==== Information given ====

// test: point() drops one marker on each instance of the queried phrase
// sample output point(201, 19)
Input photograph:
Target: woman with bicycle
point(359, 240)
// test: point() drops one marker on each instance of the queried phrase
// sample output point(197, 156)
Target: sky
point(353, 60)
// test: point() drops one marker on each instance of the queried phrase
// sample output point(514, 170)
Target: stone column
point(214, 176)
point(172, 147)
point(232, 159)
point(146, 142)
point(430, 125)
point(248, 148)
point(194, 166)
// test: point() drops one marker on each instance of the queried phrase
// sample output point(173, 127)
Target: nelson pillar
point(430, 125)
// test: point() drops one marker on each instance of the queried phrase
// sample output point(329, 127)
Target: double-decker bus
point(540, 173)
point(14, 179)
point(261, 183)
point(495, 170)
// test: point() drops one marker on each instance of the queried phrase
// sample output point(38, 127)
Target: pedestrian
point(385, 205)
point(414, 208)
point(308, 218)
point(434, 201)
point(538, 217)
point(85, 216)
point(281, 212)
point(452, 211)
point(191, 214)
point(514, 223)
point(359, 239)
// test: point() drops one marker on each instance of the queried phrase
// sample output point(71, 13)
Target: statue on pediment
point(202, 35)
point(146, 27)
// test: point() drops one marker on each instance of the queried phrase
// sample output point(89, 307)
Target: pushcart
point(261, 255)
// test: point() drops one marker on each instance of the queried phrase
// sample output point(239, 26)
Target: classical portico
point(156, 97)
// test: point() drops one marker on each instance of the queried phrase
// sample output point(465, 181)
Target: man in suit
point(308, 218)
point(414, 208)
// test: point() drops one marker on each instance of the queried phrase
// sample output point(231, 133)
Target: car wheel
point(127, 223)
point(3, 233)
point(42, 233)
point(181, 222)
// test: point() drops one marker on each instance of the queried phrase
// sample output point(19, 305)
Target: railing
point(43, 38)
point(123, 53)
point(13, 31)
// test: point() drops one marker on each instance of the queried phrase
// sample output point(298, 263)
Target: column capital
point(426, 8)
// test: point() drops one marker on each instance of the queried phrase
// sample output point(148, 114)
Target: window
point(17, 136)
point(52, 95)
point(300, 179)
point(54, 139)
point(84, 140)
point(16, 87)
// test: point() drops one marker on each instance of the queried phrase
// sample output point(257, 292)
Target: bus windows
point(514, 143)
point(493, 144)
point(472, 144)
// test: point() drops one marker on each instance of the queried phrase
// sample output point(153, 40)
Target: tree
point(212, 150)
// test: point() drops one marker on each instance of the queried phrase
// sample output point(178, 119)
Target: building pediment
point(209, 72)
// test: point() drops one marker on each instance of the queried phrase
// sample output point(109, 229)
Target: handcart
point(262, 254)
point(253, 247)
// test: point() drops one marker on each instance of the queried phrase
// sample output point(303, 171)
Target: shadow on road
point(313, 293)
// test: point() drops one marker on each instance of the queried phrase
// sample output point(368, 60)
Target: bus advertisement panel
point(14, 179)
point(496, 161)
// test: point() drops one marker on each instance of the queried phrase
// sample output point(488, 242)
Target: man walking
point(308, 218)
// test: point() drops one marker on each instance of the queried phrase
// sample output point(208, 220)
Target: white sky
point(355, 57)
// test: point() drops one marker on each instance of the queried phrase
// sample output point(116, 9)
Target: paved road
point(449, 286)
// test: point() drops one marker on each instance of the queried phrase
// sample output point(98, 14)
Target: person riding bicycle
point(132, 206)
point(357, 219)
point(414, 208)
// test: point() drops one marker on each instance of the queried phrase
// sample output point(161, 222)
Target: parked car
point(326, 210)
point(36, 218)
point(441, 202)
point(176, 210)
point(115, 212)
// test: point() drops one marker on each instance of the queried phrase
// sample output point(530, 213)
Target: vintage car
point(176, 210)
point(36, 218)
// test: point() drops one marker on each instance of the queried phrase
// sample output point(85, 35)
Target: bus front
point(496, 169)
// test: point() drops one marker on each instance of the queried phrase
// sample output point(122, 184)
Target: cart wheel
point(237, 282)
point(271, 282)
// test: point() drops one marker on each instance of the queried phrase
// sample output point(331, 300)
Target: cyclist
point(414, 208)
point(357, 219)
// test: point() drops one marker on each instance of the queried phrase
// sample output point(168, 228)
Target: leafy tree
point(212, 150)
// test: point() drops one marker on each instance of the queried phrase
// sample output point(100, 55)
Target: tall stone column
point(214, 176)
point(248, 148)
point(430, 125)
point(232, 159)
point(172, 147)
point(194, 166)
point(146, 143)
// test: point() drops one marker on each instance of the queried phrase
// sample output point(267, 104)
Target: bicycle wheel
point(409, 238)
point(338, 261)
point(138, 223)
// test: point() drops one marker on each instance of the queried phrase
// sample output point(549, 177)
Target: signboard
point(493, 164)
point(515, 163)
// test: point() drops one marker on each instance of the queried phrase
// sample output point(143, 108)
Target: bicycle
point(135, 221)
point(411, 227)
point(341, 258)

====
==== Information given ====

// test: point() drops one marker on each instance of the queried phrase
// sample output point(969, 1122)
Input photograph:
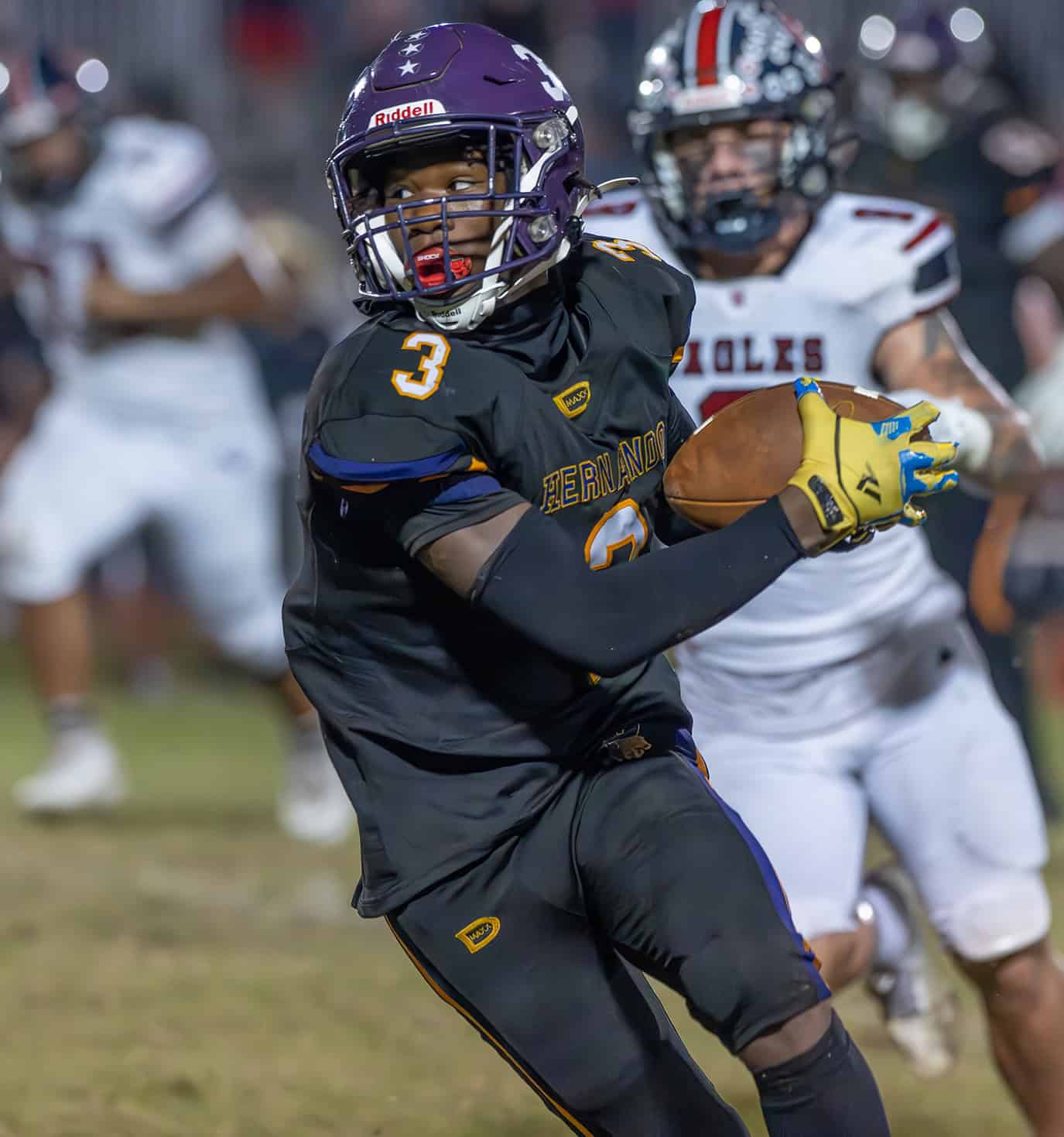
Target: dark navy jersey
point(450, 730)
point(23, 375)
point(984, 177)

====

Pick out every line of the data above that contains the string "road", treating uppercase and lowercase as different.

* _Response_:
Target: shadow on road
Target: paved road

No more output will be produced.